[WHAT THIS TASK INVOLVES]
Repeat exactly the lines below from the line that contains "Query: green shrub by house" to the last line, inclusive, without the pictures.

[DATA UNDER STUDY]
::::::::::
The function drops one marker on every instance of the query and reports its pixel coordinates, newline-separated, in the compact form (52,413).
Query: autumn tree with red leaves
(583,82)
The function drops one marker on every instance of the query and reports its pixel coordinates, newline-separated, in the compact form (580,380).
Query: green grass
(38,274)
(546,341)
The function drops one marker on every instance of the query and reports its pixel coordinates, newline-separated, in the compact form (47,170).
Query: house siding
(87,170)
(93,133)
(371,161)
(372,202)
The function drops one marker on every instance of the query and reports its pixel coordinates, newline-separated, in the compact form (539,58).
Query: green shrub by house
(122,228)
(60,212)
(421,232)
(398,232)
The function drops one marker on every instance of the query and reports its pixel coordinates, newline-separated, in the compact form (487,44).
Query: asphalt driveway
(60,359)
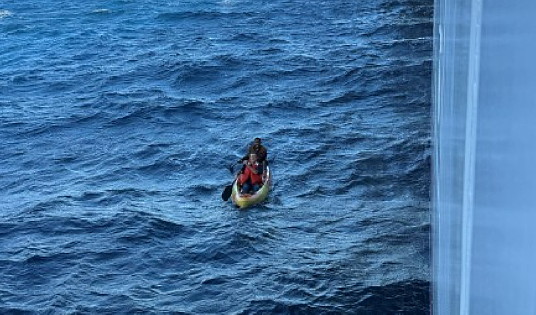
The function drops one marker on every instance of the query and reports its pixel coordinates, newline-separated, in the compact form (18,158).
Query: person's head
(256,142)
::::::::::
[THE COMPLETED TASK]
Query: green shrub by house
(122,228)
(60,212)
(421,232)
(398,232)
The function drops one marker on every instance of the query and reports its pixel coordinates, newline-separated, in the compact form (487,44).
Query: asphalt driveway
(60,359)
The function drops one marker on every instance of the query and reports its pixel coordinates, newline-separated, in the compact form (18,158).
Query: person's head
(256,142)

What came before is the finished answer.